Passage given >>
begin

Interviewee: Craig DeRoche In my case, in my relationship with my wife Stacey, we’re back together and we’re happily married but I don’t want anybody to think that I believe that that has to be the answer of where they are in their own lock right now. The only reason I think that we’re married today is because I gave up our marriage, I recognized that I wasn’t going to stay alive, that I wasn’t ever going to get sober, that I was never going to be a good person to anybody if I didn’t focus on my recovery first so I have something to give to other people. That’s what actually in the case of me and my relationship with my wife attracted her back to me.
Our marriage was over, she told me that when we were in counseling at the Rehab Institute. It was very clear you know and when I tell people because I work in a Christian ministry is that she was leaving me for all the right reasons. There wasn’t anything on her side of the ledger that showed that she was giving up on me too soon or that she was being a bad mom or anything; quite the opposite.
She was worried about the safety of the kids, the deceit that I had lived in for 12 years of our marriage and all of the problems that I brought on in repeated failures of promises that were violated only to be returned to drinking and more lies and more failure and more shame and humiliation and as I say risking of the kids and everything else so we had a very low bottom.

end

Entries >>
begin

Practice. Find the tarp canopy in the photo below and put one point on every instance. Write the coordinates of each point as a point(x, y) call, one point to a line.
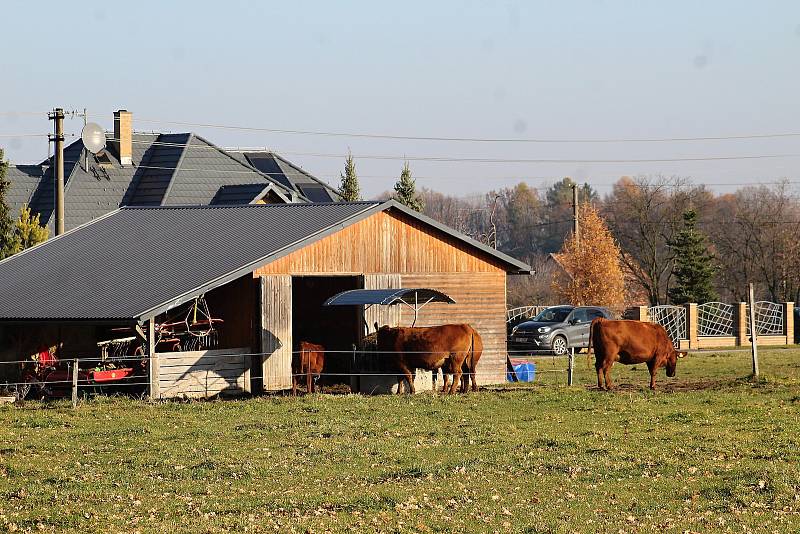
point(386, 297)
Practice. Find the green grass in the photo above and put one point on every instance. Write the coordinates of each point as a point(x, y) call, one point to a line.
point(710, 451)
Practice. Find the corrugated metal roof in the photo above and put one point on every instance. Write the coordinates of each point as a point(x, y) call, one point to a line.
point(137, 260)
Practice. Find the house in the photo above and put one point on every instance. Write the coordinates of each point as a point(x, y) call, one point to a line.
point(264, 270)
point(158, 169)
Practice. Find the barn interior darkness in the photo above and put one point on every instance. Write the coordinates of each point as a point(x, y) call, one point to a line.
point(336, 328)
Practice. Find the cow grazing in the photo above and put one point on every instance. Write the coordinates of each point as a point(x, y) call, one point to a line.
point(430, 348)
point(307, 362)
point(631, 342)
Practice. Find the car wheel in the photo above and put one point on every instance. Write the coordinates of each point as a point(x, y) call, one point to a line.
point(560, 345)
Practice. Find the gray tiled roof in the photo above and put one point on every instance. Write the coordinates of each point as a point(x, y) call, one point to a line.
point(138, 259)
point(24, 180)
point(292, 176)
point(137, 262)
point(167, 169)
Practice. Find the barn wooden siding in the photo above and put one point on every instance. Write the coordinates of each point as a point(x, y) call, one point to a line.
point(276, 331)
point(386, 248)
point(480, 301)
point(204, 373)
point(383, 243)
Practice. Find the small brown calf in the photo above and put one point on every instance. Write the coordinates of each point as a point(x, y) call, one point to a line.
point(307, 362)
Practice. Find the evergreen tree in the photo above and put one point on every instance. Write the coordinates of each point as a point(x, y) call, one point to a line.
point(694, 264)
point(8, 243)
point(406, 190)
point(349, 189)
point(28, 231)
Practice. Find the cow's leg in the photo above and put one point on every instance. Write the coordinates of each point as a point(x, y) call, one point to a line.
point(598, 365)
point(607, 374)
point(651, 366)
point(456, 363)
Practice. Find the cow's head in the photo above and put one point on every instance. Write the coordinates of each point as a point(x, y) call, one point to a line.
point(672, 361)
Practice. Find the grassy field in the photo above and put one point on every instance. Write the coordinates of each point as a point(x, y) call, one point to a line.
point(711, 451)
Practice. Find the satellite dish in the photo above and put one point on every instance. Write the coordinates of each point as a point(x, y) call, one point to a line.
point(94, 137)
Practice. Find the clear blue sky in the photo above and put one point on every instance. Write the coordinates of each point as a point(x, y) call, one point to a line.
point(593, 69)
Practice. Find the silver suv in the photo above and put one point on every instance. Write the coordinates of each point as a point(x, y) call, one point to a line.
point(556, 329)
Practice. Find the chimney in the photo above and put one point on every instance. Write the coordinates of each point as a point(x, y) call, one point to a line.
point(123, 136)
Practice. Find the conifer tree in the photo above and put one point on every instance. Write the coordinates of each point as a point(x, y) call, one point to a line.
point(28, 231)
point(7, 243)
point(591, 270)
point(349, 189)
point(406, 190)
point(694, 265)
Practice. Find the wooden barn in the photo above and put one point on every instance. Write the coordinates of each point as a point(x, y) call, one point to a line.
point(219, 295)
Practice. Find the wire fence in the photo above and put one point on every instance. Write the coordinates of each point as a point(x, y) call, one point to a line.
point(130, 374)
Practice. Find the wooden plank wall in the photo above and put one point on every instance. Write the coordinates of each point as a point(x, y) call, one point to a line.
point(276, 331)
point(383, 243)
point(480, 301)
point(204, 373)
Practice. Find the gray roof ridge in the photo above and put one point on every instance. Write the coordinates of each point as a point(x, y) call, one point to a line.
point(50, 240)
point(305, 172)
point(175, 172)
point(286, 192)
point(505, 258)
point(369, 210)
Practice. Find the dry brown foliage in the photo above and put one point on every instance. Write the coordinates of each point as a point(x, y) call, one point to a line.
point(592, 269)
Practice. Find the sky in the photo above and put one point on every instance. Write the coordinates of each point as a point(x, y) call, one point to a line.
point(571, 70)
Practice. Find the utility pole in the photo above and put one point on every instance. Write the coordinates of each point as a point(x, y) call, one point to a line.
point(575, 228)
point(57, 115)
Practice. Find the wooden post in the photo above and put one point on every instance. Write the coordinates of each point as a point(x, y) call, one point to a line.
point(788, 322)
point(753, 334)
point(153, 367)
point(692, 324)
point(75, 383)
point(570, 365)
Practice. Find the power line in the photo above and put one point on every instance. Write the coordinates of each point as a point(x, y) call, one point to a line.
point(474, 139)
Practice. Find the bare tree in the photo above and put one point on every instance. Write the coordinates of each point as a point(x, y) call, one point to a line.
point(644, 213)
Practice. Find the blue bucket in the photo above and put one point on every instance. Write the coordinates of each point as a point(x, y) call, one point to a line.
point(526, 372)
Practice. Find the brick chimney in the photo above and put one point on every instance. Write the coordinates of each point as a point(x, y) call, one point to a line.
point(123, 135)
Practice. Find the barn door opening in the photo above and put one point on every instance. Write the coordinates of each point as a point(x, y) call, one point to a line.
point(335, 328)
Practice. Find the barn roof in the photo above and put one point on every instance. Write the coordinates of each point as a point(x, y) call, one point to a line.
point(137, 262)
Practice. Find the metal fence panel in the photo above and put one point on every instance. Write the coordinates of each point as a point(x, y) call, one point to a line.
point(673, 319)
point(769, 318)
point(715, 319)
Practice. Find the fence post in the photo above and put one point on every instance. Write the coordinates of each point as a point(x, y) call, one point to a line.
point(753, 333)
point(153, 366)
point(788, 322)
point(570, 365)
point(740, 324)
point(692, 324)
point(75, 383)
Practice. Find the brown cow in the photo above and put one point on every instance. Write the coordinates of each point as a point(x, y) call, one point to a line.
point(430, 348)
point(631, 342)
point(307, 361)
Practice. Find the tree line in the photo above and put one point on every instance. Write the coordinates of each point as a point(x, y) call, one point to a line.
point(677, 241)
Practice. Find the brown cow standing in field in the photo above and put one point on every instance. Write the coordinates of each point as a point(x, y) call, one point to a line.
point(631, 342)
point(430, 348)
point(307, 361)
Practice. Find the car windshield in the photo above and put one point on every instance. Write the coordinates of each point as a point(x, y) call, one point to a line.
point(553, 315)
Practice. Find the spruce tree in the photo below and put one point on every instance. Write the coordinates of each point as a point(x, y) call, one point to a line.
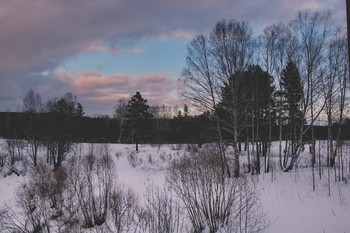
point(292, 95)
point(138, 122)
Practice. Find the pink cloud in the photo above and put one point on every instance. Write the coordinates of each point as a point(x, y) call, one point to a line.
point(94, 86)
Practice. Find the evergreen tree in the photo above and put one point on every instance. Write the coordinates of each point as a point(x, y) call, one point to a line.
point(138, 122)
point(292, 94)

end
begin

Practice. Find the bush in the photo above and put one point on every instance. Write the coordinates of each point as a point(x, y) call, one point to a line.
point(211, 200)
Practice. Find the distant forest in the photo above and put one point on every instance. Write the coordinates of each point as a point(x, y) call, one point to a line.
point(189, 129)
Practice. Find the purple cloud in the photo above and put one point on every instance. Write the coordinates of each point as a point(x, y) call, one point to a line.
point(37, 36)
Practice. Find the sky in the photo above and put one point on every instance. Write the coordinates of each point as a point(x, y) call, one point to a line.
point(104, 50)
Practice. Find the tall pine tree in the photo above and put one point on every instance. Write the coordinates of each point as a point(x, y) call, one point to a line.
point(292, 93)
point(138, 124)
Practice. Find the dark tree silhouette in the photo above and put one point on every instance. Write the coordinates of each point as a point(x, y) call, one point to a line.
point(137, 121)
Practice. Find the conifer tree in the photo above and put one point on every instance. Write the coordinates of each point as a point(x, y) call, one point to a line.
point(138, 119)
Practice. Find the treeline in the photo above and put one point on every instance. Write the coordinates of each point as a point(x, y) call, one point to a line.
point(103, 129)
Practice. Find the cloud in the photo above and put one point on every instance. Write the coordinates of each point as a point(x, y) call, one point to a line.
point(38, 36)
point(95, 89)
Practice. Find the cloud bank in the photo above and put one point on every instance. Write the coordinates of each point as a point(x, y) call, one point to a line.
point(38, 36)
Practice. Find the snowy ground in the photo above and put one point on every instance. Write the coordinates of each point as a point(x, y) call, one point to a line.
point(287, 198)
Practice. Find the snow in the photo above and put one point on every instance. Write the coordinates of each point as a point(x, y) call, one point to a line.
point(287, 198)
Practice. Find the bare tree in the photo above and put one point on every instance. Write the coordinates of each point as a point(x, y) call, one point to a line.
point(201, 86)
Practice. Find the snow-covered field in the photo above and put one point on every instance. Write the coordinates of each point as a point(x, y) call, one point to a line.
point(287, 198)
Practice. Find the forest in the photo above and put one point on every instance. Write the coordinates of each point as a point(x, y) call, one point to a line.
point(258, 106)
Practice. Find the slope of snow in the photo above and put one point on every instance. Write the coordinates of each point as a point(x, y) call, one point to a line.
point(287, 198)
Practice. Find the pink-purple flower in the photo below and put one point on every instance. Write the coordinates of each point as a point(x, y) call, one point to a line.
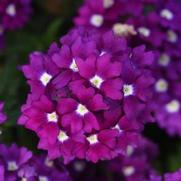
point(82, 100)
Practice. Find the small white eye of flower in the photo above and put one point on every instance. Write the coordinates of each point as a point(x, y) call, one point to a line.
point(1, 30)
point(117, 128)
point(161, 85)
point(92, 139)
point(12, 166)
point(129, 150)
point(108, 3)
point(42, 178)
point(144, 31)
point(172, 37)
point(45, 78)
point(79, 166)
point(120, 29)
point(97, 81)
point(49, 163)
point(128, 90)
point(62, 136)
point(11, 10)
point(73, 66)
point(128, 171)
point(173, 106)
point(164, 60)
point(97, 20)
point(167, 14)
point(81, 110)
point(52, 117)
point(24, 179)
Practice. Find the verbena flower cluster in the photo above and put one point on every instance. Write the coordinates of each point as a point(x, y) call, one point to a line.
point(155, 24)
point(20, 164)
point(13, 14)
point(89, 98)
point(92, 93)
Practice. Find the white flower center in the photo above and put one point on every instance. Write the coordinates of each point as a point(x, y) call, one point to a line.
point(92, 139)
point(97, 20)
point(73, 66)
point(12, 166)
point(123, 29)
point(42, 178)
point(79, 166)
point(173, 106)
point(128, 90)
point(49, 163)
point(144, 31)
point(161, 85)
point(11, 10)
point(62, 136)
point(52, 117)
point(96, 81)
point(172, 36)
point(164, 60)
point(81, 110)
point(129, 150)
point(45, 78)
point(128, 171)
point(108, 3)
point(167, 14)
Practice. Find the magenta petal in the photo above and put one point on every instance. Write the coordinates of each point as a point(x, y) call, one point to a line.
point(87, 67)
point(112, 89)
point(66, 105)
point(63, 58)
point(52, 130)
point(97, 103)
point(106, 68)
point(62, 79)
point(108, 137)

end

Directives >>
**1.** In the interview excerpt, for how many years of the marriage did Craig DeRoche live in deceit?
**2.** Summarize the interview excerpt in two sentences.

Answers to the exercise >>
**1.** 12 years.

**2.** Craig DeRoche says he and his wife Stacey are back together and happily married, which he credits to giving up the marriage and focusing on his recovery first. He explains that she was leaving him for all the right reasons, worried about the kids' safety, his 12 years of deceit, and his repeated broken promises and returns to drinking.